> _TASK INSTRUCTIONS_
Filter the listing below, copying every line that contains the word "green".

[Records contained in a dataset]
· · ·
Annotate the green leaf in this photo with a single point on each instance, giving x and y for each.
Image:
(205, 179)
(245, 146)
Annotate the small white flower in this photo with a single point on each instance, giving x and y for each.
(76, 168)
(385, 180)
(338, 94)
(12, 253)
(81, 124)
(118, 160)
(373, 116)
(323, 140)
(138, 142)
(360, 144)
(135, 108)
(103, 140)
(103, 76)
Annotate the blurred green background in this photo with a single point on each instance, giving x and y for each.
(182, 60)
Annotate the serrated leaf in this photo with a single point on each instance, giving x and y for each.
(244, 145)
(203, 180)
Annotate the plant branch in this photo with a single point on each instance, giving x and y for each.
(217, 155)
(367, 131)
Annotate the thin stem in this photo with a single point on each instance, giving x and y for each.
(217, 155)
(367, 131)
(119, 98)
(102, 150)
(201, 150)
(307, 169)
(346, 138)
· · ·
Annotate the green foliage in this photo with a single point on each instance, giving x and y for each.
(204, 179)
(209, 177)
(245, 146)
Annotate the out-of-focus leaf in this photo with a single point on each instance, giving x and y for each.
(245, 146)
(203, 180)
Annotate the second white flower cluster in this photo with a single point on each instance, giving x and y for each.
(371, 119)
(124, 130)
· · ·
> _COMPLETED TASK_
Annotate the green leaf in this photo with a single point on each instance, giving x and y for each.
Annotate the blurred green background in this photo with a single point on each instance, giving x and y for each.
Annotate the green foliage in this photo with a single point on each instance, giving x and y for each.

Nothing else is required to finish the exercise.